# TASK DESCRIPTION
Rewrite the listing below as a JSON list of strings, one string per line and no blank lines, from the line with "of the mountain" to the line with "x=393 y=326", both lines included.

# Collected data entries

=-=-=

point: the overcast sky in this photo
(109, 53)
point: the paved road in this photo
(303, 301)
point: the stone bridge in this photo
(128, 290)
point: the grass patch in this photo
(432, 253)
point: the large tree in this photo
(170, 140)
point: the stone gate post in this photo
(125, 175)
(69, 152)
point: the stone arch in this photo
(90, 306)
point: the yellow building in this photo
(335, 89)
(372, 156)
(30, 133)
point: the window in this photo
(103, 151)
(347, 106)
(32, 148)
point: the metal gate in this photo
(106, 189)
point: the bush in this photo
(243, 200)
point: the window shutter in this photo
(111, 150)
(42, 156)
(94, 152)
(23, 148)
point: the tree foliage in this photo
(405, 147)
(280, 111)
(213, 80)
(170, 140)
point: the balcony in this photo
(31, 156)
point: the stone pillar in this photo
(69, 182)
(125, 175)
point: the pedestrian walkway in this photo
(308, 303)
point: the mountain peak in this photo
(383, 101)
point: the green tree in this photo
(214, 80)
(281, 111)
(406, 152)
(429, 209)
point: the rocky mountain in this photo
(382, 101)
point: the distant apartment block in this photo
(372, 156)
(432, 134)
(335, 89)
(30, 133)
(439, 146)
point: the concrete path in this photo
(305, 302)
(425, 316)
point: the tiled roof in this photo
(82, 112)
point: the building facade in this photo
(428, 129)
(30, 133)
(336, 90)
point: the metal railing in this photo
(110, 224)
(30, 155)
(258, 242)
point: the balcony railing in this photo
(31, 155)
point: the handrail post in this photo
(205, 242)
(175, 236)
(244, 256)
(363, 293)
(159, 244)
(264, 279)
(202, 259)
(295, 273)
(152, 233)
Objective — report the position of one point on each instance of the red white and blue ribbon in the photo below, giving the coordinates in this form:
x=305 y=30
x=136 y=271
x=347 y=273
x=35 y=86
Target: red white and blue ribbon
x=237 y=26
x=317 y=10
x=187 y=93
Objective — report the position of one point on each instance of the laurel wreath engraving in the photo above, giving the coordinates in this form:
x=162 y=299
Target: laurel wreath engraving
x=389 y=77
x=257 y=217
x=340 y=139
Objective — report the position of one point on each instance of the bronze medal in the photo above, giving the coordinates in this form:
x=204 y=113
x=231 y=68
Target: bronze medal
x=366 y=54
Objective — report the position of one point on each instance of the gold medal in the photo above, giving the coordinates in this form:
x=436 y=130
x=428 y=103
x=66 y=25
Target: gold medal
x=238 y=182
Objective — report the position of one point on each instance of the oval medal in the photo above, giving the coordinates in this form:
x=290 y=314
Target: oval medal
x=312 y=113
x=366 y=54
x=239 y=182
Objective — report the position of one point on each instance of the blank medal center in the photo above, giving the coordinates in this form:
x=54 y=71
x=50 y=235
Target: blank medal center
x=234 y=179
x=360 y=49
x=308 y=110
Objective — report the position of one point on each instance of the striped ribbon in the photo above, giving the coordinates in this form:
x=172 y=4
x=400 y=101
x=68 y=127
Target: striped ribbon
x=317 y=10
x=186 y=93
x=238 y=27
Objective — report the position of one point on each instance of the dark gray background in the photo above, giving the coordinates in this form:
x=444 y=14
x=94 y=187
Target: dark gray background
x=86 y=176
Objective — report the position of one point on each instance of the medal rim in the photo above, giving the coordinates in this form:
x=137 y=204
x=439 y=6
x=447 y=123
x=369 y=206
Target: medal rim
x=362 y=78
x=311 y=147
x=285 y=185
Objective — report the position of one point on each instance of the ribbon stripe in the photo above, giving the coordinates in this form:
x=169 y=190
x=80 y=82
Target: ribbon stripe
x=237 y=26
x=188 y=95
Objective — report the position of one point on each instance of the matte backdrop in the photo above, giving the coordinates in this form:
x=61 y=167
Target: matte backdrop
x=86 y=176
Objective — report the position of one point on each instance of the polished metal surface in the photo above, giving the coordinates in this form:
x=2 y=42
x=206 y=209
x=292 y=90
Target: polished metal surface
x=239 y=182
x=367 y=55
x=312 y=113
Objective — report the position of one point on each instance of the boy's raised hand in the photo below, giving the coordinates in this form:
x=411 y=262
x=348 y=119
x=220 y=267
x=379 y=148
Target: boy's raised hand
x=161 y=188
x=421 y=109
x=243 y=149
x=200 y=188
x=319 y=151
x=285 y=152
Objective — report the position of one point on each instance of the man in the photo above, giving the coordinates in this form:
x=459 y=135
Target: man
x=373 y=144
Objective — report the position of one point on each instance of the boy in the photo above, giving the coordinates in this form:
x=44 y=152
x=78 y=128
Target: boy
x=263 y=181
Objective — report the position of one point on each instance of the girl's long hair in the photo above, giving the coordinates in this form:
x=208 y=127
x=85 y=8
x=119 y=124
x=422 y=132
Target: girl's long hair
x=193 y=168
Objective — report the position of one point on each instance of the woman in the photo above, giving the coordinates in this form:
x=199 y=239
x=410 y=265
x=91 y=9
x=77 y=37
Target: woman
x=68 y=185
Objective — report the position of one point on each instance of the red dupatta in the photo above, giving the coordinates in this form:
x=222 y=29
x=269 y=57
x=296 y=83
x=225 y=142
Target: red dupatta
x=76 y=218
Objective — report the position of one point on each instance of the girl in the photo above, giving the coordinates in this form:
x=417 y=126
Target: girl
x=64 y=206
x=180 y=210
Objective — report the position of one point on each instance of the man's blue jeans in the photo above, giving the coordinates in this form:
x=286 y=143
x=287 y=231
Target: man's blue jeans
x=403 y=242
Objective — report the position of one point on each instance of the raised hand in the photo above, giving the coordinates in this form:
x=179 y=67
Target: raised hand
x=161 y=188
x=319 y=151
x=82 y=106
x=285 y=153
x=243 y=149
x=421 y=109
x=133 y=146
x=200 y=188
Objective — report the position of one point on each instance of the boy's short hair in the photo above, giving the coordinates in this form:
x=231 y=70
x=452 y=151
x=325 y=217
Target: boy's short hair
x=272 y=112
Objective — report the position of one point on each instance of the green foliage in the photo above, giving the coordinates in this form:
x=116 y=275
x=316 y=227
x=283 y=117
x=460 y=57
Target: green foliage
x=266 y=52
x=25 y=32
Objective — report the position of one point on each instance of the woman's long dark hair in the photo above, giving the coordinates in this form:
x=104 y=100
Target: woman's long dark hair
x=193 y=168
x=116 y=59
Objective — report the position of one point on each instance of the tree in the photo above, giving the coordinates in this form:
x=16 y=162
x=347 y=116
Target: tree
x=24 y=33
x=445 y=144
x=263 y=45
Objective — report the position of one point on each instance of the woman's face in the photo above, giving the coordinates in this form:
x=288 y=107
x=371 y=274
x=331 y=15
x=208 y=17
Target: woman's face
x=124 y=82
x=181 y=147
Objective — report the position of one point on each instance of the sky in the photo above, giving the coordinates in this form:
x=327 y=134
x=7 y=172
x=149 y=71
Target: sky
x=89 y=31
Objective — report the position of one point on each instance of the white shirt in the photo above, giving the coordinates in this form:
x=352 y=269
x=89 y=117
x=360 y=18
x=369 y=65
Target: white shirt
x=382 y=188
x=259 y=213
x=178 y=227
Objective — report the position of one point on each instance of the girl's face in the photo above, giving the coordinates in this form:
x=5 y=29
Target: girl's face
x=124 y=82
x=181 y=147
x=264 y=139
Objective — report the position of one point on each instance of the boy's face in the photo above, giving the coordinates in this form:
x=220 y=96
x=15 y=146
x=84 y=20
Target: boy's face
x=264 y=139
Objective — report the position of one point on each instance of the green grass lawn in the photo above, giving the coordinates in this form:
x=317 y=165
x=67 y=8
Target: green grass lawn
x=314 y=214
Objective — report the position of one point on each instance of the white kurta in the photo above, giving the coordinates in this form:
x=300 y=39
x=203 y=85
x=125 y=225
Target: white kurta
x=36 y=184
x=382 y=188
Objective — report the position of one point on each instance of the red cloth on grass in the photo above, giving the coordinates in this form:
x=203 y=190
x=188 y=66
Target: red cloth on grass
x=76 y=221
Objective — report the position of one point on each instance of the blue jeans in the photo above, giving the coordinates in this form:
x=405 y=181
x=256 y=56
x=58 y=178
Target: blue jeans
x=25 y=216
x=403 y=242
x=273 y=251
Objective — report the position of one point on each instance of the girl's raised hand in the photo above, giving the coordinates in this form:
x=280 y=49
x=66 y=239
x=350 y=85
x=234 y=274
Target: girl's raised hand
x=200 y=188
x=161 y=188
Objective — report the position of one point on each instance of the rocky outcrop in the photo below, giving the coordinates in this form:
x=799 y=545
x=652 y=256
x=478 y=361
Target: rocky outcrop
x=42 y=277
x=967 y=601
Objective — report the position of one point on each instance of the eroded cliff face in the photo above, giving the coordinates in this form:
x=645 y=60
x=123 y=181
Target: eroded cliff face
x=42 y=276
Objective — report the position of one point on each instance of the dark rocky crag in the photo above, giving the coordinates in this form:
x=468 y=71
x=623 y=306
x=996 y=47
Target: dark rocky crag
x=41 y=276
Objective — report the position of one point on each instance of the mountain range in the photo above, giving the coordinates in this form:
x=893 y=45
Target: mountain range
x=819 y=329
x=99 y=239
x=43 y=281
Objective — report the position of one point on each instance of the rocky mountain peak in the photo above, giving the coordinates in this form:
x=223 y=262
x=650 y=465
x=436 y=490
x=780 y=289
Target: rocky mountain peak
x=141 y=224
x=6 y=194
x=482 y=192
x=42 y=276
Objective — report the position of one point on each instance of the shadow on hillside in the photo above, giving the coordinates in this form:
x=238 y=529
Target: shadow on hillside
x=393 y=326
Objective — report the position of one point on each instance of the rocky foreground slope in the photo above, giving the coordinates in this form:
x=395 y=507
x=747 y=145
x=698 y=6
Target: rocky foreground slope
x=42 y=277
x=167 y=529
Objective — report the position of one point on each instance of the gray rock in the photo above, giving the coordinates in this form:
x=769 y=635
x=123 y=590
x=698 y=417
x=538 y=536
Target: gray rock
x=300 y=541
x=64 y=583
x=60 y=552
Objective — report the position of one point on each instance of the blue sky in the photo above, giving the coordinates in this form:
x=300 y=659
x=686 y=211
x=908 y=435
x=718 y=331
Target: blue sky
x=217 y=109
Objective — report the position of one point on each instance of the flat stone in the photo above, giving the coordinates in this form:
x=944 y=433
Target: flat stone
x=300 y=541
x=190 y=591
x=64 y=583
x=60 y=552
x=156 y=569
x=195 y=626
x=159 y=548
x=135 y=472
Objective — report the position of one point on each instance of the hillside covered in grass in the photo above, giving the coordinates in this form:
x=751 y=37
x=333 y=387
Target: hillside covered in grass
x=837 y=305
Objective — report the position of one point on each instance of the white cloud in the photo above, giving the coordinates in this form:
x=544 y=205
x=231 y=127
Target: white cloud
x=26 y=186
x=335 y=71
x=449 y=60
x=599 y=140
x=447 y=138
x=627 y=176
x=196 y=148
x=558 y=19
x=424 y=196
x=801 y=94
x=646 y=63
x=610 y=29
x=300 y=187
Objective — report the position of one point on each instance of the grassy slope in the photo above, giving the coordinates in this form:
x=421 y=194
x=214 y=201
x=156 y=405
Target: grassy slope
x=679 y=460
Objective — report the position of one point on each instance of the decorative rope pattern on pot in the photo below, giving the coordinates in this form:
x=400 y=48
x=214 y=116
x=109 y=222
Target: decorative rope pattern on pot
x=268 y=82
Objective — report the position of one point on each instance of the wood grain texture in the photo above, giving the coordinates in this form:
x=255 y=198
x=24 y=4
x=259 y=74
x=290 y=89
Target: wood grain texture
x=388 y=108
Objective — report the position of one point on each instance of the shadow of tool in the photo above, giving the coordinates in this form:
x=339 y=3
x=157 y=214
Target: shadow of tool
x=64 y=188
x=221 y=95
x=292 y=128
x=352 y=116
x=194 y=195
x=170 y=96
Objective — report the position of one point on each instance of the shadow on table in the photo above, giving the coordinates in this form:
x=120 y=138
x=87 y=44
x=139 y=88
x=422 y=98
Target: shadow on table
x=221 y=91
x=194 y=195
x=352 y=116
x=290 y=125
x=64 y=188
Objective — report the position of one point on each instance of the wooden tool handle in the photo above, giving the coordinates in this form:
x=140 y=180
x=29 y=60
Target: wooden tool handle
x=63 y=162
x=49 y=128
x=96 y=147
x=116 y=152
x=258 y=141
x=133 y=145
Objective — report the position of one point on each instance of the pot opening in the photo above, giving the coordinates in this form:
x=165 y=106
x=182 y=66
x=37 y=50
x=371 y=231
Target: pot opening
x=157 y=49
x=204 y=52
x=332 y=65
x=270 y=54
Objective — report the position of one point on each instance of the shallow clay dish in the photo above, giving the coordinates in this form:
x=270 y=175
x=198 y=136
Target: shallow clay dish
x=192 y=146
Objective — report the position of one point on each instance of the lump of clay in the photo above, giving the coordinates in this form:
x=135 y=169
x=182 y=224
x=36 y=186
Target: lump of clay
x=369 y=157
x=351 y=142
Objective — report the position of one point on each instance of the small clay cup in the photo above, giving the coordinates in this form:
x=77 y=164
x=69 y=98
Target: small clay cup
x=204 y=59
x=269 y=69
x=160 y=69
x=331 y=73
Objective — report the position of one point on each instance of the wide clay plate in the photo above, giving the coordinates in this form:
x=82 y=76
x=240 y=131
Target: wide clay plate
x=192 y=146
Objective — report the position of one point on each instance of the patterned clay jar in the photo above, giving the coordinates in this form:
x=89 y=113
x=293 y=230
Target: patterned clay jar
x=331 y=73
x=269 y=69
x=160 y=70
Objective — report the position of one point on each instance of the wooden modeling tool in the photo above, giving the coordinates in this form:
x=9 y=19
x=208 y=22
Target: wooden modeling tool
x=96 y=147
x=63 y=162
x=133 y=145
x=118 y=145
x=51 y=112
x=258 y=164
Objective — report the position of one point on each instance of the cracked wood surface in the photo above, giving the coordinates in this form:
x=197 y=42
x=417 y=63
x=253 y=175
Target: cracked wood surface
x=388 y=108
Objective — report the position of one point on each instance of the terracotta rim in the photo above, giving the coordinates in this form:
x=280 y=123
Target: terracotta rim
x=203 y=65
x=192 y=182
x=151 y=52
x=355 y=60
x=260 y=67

=-=-=

# RESULT FOR THIS TASK
[
  "Objective — report the position of one point on each instance of the mountain range in the photo above, giving the coordinates in this form:",
  "x=893 y=45",
  "Target: mountain range",
  "x=819 y=329",
  "x=99 y=239",
  "x=43 y=281",
  "Objective — report the position of one point on each instance of the rocky mountain peak in the photo above, giving the coordinates in this form:",
  "x=223 y=262",
  "x=650 y=465",
  "x=436 y=490",
  "x=780 y=289",
  "Target: rocky mountain peak",
  "x=141 y=224",
  "x=6 y=194",
  "x=482 y=192",
  "x=42 y=276",
  "Objective — report the position of one point on each instance of the shadow on hillside in the photo above, giving the coordinates in this form:",
  "x=238 y=529",
  "Target: shadow on hillside",
  "x=393 y=326"
]